- _Task requirements_
Continue the DeepEval notebook on evaluating LangChain agents from the point where it stops.

- _Selected excerpt_

- - - - - - -

# DeepEval: Evaluating LangChain Agents

**LLM-as-Judge Evaluation for AI Agents**

[![DeepEval](https://img.shields.io/badge/DeepEval-Latest-purple.svg)](https://docs.confident-ai.com/)
[![LangChain](https://img.shields.io/badge/LangChain-0.2+-green.svg)](https://python.langchain.com/)

---

## What This Notebook Covers

1. **Golden → Dataset → Evaluation** workflow with DeepEval
2. **LLM-as-Judge metrics**: Answer Relevancy, Faithfulness, Hallucination
3. **Multi-type loan agent**: Personal, Mortgage, Auto loans
4. **Tool output as context**: Using tool results for evaluation

### Loan Advisor Agent Tools

| Tool | Description |
|------|-------------|
| `calculate_personal_loan` | Personal loan payment calculation |
| `calculate_mortgage` | Home loan with down payment & LTV |
| `calculate_auto_loan` | Car loan with trade-in support |
| `check_loan_eligibility` | Credit & income eligibility check |
| `check_affordability` | DTI-based affordability analysis |
| `compare_loan_options` | Compare different loan terms |

---

## 1. Setup

In [None]:
# Install dependencies (uncomment for Kaggle/Colab)

- - - - - - -

- _Provided material_
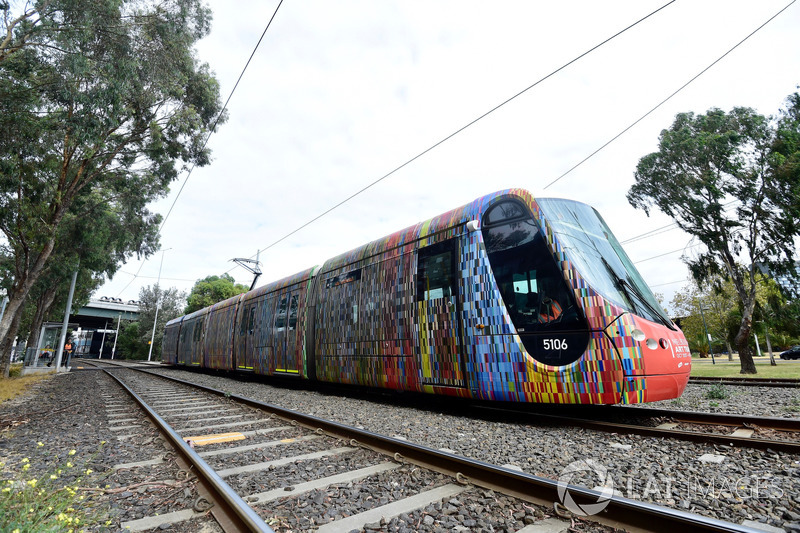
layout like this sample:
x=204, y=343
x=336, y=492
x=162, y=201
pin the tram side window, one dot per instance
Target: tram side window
x=435, y=277
x=280, y=317
x=293, y=313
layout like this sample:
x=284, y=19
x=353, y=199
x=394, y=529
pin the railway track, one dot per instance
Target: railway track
x=748, y=382
x=765, y=433
x=250, y=446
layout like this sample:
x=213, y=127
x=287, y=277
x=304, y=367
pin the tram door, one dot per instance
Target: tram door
x=286, y=333
x=438, y=308
x=245, y=358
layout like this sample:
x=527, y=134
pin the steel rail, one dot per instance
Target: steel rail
x=619, y=512
x=230, y=510
x=748, y=382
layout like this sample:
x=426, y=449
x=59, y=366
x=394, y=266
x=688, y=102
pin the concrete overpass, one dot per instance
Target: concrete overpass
x=98, y=321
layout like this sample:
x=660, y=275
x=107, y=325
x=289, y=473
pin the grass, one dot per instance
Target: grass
x=730, y=369
x=16, y=384
x=51, y=501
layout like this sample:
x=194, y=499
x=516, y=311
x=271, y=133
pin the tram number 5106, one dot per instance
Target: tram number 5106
x=555, y=344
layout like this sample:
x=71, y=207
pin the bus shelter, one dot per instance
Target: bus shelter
x=42, y=358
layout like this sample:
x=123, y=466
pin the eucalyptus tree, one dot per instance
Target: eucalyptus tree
x=102, y=100
x=212, y=289
x=732, y=180
x=169, y=303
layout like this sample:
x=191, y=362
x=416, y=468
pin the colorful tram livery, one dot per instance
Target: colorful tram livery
x=507, y=298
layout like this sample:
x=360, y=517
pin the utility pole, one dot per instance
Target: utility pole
x=60, y=349
x=116, y=335
x=710, y=351
x=158, y=304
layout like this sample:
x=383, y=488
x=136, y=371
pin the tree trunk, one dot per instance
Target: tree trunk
x=769, y=347
x=19, y=293
x=43, y=306
x=745, y=356
x=7, y=342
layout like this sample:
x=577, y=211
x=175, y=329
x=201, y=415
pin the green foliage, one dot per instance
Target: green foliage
x=50, y=500
x=170, y=304
x=717, y=391
x=211, y=290
x=103, y=102
x=732, y=180
x=130, y=344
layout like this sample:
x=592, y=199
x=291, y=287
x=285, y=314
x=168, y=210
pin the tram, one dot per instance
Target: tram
x=507, y=298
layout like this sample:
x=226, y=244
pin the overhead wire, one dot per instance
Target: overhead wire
x=461, y=129
x=205, y=142
x=665, y=100
x=668, y=227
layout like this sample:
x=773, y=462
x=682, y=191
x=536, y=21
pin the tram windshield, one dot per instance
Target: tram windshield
x=600, y=259
x=539, y=301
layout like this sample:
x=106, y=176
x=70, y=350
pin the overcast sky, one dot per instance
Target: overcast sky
x=341, y=93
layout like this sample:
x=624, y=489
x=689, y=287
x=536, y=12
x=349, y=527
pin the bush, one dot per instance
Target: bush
x=717, y=392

- - - - - - -

- _Task output_
# !pip install -q deepeval langchain langchain-openai langgraph pandas python-dotenv

In [None]:
import os
import json
from typing import Dict, Any

# =============================================================================
# API Key Setup (Kaggle / Colab / Local)
# =============================================================================

def setup_api_key():
    """Load API key from various sources."""
    if os.getenv("OPENAI_API_KEY"):
        return "environment"
    
    try:  # Kaggle
        from kaggle_secrets import UserSecretsClient
        os.environ["OPENAI_API_KEY"] = UserSecretsClient().get_secret("OPENAI_API_KEY")
        return "Kaggle Secrets"
    except: pass
    
    try:  # Colab
        from google.colab import userdata
        os.environ["OPENAI_API_KEY"] = userdata.get("OPENAI_API_KEY")
        return "Colab Secrets"
    except: pass
    
    try:  # Local .env
        from dotenv import load_dotenv
        load_dotenv()
        if os.getenv("OPENAI_API_KEY"):
            return ".env file"
    except: pass
    
    return None

source = setup_api_key()
if source:
    print(f"API key loaded from {source}")
else:
    raise ValueError("OPENAI_API_KEY not found. Set via Kaggle/Colab Secrets or .env file.")

## 2. Import Loan Advisor Tools

Tools are defined in `langchain_tools.py` - a separate module for cleaner organization.

In [None]:
# Import tools from external module
from langchain_tools import (
    get_all_tools,
    get_tool_descriptions,
    calculate_personal_loan,
    calculate_mortgage,
    calculate_auto_loan,
    check_loan_eligibility,
    check_affordability,
    compare_loan_options,
)

tools = get_all_tools()
print(f"Loaded {len(tools)} tools:\n")
print(get_tool_descriptions())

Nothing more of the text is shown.